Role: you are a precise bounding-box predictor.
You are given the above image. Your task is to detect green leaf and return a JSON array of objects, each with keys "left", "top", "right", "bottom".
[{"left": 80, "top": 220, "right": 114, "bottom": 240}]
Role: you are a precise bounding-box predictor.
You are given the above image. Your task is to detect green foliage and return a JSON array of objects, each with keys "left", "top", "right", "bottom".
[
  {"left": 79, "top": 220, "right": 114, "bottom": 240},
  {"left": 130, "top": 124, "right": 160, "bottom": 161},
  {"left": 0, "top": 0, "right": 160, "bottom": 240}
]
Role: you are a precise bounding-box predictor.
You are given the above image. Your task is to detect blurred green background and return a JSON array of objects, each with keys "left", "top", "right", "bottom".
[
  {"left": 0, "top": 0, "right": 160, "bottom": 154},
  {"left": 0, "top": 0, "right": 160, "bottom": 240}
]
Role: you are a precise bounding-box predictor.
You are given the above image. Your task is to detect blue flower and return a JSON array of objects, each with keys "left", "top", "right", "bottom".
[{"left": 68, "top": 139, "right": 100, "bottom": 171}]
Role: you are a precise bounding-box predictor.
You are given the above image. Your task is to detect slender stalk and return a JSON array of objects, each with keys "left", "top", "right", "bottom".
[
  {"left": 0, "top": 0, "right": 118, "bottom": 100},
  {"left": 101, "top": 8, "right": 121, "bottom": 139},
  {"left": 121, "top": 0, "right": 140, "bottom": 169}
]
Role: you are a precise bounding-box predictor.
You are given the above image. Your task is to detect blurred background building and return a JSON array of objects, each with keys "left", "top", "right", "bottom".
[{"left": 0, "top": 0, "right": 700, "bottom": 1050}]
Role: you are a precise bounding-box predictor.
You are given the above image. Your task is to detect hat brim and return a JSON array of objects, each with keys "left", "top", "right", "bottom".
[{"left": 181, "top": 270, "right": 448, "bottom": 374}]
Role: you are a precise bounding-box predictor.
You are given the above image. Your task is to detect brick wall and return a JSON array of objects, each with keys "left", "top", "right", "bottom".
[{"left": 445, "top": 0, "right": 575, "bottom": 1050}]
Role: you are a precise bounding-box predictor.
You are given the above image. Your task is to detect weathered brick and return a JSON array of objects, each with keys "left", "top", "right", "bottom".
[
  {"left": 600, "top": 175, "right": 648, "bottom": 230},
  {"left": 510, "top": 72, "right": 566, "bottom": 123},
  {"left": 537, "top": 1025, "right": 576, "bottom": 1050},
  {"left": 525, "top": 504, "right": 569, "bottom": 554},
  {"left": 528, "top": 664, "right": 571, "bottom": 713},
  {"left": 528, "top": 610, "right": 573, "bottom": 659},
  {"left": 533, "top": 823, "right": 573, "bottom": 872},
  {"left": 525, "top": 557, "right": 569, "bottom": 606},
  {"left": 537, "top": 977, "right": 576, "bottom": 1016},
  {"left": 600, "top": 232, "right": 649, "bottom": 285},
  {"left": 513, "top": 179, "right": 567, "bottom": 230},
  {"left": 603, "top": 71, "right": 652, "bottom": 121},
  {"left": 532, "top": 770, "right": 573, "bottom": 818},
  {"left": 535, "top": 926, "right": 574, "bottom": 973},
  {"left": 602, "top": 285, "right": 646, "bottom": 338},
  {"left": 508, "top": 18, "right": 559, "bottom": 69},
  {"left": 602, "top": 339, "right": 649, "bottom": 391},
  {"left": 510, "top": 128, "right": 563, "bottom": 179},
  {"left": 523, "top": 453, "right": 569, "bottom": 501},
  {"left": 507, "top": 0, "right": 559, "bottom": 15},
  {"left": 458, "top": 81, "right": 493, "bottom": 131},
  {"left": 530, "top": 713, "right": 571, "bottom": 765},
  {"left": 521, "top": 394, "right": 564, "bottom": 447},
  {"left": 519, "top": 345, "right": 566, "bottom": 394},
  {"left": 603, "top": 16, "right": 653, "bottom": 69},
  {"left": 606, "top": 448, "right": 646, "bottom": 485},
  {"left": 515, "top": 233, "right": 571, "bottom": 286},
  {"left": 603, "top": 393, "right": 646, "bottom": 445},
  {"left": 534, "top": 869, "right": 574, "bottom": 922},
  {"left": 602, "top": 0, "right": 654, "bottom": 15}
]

*-*-*

Task statement — Count the lines in the material above that contain the string "background" with the same capitalization, and reply with only that number.

Solved exercise — 2